* Given request *
Turn the stretch of the listing below from the line containing "Objective — for every instance of the blonde bob" through the line containing "[[102, 201], [559, 96], [40, 291]]" into a numbered list, leaving out any blank lines.

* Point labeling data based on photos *
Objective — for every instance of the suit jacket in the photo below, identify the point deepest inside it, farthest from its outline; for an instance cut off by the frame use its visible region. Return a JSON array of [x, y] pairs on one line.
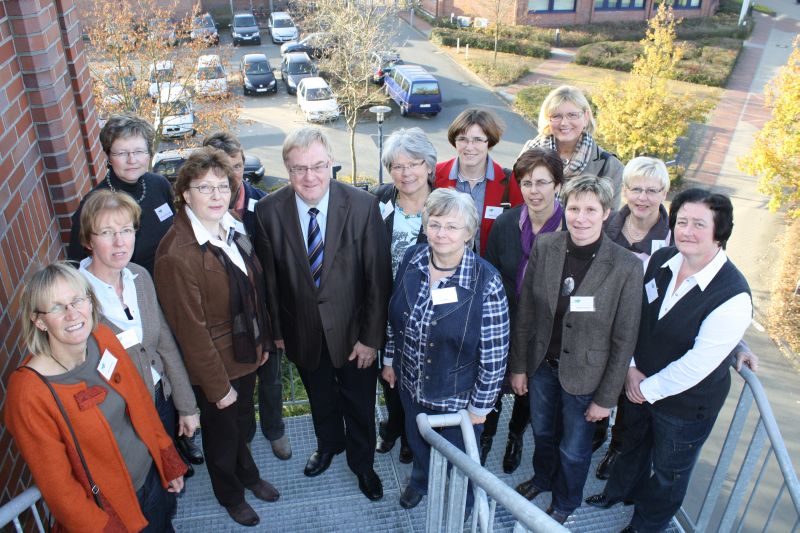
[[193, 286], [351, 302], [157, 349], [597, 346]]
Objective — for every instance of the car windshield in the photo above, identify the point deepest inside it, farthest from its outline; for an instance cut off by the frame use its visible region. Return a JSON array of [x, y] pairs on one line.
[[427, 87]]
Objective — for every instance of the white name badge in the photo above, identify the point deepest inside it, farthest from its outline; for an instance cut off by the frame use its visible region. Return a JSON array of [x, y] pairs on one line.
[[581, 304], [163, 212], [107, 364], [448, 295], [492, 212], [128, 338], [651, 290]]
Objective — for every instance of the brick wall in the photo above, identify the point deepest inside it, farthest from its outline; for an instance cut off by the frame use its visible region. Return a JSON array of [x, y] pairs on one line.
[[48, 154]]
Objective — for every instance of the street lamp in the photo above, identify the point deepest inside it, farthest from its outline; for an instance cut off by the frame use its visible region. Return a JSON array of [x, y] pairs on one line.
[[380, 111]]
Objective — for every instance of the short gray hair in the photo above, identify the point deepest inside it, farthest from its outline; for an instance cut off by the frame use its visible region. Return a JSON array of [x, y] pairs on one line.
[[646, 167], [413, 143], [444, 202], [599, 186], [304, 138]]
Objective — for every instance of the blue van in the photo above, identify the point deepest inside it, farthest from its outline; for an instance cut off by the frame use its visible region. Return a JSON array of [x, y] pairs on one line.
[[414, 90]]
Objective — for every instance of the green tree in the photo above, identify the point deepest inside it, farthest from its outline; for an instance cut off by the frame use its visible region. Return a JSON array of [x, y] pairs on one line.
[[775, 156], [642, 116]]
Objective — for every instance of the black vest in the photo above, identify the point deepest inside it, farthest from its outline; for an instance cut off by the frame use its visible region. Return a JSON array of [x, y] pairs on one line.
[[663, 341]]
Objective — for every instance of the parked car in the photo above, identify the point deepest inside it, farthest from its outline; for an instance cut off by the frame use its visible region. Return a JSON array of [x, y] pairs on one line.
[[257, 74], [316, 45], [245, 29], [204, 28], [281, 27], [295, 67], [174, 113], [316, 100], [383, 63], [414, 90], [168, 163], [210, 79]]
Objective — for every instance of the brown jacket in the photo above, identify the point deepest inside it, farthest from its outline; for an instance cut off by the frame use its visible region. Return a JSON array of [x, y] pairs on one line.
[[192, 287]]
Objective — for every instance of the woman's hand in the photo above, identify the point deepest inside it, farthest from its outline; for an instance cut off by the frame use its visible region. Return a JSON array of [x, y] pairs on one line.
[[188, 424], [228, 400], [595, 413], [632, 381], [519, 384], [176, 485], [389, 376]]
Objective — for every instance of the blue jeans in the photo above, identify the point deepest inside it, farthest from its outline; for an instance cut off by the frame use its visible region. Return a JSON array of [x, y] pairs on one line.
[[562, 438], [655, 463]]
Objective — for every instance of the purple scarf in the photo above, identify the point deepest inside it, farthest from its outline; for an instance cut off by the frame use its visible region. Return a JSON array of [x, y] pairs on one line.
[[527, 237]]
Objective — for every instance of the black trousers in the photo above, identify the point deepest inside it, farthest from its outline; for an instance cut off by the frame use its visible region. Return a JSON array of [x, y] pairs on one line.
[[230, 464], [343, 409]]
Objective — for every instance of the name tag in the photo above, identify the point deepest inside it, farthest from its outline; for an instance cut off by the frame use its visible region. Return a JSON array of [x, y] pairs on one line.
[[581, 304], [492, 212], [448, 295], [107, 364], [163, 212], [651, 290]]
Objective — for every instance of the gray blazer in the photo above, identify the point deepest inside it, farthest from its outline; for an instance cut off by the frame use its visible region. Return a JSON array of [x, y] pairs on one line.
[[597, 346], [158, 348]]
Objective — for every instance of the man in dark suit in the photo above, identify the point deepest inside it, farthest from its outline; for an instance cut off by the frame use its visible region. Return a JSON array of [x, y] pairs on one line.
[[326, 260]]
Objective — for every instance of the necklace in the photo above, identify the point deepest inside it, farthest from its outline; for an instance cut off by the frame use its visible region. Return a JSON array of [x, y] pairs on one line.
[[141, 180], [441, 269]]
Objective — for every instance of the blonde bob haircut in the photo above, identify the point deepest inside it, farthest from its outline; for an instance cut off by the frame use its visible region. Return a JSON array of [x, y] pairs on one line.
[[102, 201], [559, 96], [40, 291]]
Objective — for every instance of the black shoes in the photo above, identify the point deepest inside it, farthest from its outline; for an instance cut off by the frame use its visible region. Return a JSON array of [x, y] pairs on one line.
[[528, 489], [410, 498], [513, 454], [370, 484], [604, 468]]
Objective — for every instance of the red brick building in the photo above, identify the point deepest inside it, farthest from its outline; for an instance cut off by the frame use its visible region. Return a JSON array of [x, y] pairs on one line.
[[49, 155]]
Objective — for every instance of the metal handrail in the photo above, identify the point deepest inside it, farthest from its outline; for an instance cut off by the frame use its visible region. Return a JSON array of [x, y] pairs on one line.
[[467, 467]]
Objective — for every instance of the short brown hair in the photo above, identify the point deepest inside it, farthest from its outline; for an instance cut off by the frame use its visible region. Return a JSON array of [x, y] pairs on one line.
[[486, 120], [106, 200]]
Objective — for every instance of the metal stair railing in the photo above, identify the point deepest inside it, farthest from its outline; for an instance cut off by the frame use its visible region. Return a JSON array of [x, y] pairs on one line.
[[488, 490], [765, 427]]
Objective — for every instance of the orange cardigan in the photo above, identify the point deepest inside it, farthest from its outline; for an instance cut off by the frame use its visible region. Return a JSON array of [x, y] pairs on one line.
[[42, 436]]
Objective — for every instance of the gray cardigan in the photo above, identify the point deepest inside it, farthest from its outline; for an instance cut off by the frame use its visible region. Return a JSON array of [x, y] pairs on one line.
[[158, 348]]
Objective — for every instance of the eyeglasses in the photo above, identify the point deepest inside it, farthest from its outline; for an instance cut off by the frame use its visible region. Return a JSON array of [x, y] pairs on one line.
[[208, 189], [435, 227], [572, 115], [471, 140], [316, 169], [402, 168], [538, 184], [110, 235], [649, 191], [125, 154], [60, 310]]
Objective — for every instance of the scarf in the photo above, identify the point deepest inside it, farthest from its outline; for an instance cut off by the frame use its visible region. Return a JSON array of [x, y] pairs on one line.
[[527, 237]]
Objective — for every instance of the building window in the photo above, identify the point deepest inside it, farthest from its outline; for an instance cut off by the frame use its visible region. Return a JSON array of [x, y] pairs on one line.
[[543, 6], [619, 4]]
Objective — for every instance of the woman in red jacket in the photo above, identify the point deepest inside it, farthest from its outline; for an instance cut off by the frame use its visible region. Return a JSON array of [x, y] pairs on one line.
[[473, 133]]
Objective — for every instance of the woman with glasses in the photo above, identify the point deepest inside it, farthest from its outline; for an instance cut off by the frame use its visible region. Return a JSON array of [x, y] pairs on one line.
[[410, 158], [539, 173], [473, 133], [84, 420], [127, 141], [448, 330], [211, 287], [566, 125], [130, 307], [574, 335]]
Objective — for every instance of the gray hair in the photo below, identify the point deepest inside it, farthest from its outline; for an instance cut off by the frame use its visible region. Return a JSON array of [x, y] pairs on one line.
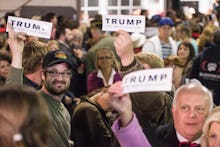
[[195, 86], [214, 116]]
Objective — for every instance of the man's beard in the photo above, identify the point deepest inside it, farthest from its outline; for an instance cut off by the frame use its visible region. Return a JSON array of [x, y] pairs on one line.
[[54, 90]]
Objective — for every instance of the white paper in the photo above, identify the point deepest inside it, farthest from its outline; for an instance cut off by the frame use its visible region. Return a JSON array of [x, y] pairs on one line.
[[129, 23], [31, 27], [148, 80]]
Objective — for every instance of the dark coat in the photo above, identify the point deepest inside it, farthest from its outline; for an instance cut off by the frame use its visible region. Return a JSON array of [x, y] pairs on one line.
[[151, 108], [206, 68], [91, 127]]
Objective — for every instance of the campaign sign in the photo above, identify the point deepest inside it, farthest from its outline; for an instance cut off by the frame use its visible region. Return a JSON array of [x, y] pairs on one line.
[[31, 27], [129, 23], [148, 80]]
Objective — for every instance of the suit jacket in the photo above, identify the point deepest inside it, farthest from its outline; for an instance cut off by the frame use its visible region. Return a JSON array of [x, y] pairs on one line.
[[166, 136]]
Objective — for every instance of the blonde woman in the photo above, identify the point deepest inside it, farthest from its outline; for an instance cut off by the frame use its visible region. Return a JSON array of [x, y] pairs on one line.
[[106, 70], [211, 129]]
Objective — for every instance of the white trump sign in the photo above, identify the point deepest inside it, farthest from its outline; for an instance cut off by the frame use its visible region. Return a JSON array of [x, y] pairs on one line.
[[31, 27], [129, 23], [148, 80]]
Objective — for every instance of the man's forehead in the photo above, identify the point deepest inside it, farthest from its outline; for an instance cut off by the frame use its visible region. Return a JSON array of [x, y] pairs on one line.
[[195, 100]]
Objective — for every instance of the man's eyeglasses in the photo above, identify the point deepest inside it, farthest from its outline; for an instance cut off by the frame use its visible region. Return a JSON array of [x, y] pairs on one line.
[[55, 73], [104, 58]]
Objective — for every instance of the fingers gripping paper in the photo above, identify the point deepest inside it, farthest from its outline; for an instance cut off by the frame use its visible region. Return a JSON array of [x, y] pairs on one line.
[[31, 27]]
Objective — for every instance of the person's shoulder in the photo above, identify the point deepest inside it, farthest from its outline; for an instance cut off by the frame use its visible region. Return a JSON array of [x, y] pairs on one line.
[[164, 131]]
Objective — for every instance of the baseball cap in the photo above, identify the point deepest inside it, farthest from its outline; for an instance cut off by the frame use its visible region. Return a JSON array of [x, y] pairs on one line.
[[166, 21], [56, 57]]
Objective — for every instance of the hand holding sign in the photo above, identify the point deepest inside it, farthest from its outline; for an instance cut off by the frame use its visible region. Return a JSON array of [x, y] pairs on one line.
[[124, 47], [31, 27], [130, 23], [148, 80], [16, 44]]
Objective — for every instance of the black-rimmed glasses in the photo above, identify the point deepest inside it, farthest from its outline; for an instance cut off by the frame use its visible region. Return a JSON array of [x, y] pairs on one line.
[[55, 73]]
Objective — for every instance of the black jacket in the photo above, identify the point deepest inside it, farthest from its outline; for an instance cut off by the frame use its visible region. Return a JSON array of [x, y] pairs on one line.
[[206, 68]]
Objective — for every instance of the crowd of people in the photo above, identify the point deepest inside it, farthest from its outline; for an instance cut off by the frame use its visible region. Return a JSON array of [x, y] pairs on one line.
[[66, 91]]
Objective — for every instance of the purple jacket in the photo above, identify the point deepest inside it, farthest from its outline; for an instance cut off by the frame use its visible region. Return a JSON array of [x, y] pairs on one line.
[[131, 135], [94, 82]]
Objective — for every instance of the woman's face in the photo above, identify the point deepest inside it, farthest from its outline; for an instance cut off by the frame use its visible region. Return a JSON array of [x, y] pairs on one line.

* Exercise response *
1. Objective — for every instance of the blonde bob haircut in the photo above, identify the point deepest inside it, farthest from its outline; for an instance cut off by the frame use its visible region. Return a JSON array of [x, y] pairs on one line.
2. [[102, 201], [559, 96], [40, 291]]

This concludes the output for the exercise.